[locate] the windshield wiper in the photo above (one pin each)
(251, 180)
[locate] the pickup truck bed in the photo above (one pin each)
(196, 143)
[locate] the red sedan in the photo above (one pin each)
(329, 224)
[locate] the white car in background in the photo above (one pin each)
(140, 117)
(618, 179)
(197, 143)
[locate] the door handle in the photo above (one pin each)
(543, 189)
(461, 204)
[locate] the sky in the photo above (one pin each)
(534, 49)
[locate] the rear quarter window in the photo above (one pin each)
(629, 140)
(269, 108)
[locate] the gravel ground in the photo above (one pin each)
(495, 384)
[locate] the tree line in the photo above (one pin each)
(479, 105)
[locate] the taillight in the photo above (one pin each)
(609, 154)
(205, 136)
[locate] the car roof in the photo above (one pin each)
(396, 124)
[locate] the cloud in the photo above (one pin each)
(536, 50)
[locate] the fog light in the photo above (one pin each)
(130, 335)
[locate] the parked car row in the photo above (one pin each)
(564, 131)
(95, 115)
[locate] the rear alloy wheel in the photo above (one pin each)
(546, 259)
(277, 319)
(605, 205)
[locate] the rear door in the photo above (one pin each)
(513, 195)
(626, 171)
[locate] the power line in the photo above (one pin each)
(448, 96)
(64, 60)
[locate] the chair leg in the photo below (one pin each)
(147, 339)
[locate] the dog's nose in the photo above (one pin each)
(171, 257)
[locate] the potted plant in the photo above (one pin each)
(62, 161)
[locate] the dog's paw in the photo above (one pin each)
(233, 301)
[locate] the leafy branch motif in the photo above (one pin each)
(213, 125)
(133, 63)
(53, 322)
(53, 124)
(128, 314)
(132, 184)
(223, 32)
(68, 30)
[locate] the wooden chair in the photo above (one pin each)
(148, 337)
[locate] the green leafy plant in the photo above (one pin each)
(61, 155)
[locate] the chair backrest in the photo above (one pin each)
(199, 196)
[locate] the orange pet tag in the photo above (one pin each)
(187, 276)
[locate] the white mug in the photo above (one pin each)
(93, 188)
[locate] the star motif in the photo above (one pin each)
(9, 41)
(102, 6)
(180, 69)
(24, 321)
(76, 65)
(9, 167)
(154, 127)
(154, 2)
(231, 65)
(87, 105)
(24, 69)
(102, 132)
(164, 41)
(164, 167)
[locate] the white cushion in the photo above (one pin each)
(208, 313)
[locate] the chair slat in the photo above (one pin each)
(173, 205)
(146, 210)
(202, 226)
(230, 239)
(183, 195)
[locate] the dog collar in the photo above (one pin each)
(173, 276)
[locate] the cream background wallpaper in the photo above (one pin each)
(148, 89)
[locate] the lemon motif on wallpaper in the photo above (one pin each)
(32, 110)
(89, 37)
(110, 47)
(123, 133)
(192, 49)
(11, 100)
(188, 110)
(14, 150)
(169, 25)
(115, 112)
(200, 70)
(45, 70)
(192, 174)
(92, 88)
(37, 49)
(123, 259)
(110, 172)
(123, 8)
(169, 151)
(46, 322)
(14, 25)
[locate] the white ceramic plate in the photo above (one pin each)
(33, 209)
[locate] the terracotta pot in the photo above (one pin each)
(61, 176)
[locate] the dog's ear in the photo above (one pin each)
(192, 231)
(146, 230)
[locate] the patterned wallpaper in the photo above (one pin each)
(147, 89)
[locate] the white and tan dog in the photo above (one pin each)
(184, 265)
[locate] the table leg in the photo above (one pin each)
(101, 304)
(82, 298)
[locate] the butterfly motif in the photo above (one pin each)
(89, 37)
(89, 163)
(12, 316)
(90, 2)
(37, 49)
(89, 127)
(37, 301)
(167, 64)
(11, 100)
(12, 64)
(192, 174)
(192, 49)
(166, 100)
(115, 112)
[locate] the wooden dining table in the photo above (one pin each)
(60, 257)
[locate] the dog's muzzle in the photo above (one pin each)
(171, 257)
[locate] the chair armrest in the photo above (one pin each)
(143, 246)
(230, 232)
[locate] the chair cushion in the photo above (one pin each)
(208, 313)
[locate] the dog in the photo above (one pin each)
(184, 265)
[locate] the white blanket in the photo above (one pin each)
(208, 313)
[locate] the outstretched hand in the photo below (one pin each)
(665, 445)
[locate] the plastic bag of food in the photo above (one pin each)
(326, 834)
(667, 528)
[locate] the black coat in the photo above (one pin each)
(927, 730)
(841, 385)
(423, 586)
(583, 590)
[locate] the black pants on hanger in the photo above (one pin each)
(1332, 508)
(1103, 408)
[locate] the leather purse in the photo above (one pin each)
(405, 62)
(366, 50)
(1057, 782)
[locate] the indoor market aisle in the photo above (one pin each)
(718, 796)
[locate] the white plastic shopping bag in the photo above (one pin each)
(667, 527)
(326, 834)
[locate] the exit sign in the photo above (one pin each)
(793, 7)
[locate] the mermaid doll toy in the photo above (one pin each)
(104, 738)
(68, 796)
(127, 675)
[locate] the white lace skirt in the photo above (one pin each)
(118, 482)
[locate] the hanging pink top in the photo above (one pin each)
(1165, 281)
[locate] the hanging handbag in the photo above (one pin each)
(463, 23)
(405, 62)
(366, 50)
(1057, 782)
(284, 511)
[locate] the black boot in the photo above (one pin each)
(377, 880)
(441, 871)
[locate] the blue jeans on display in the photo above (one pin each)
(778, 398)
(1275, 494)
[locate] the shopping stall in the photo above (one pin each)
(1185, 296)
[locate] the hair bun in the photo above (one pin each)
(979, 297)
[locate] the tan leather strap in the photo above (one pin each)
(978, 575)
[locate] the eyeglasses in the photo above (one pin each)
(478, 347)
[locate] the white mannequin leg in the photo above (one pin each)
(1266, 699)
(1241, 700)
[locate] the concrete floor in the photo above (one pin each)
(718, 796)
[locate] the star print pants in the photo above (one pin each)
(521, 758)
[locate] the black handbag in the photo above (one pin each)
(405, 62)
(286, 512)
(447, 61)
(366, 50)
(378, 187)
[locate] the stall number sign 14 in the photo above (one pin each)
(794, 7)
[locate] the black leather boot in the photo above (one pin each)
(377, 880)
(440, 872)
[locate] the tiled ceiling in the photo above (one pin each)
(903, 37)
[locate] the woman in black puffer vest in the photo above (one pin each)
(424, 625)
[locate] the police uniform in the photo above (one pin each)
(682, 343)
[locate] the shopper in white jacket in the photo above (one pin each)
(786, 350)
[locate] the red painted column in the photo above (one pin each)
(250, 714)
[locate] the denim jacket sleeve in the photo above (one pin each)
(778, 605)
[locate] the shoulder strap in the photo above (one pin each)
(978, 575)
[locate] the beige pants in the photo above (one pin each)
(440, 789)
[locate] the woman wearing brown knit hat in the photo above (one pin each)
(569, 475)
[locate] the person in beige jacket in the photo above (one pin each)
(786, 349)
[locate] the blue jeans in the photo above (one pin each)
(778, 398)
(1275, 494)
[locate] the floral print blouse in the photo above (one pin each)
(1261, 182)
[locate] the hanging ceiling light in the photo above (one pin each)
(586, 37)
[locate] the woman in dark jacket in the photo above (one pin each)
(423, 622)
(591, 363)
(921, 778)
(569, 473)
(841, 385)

What to do:
Rewrite the part of the listing that opens with the line containing "[locate] the hanging ceiling" and runs through the last line of the listing, keeping every line including the requests, and shift each coordinate in the answers up by 145.

Exercise answer:
[locate] the hanging ceiling light in the photo above (one pin each)
(731, 182)
[locate] the woman in dark jacket in the photo above (one pin each)
(568, 767)
(736, 508)
(1066, 923)
(714, 618)
(986, 530)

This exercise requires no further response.